[start]

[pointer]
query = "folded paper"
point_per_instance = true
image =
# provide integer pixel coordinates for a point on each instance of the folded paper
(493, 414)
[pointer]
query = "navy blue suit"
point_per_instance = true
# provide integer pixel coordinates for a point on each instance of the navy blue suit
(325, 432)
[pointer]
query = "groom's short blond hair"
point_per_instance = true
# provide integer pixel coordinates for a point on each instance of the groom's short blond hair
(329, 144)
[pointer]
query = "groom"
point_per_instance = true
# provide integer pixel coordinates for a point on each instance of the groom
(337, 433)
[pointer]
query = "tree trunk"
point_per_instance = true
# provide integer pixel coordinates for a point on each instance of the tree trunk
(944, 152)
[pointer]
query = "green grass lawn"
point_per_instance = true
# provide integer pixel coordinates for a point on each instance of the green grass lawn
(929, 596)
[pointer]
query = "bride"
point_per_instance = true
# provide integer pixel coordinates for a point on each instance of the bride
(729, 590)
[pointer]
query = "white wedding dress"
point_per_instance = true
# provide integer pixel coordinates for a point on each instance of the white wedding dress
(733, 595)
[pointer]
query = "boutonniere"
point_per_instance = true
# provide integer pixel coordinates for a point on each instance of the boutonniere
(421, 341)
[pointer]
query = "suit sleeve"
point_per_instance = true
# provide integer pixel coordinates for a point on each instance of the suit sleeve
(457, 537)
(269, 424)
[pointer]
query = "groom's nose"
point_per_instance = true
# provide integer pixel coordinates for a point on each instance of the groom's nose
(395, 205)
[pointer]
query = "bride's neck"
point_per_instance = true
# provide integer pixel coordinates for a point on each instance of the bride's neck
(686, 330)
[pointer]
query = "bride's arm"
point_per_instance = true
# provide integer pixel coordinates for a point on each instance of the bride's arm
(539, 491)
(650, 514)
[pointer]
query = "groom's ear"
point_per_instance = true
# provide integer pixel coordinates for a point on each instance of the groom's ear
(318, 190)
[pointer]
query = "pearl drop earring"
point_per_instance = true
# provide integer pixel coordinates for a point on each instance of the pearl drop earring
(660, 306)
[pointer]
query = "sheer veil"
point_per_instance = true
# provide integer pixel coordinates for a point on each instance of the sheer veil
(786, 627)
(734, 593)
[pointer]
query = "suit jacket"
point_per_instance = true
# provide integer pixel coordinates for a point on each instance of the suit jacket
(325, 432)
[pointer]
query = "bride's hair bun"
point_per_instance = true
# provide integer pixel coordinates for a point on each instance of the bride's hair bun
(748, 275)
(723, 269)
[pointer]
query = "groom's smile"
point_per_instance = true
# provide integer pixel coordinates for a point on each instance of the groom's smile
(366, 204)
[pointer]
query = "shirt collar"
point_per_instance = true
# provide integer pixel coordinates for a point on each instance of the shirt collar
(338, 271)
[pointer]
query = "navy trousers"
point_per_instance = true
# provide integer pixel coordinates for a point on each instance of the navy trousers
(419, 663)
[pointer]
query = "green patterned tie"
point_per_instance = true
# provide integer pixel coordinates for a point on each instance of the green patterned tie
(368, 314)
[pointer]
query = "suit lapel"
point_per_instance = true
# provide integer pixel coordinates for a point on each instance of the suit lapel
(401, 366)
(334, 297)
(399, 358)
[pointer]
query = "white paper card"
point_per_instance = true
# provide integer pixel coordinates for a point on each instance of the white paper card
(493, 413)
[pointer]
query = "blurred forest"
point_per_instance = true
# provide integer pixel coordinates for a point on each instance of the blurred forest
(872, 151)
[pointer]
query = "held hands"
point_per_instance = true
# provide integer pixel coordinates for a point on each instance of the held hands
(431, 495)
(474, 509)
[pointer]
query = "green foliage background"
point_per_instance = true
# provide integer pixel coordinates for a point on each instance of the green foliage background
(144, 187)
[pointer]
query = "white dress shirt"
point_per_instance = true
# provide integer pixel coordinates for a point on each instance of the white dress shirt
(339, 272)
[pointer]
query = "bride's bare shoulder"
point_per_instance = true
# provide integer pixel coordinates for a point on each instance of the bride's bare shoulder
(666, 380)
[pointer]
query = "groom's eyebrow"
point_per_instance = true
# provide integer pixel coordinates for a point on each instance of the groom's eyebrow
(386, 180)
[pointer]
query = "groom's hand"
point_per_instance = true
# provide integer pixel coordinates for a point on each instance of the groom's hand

[end]

Task goal - Return every line in the entries above that contains the word "earring".

Task result -
query = "pearl drop earring"
# provide integer pixel coordinates for a point on each instance of the pearl drop earring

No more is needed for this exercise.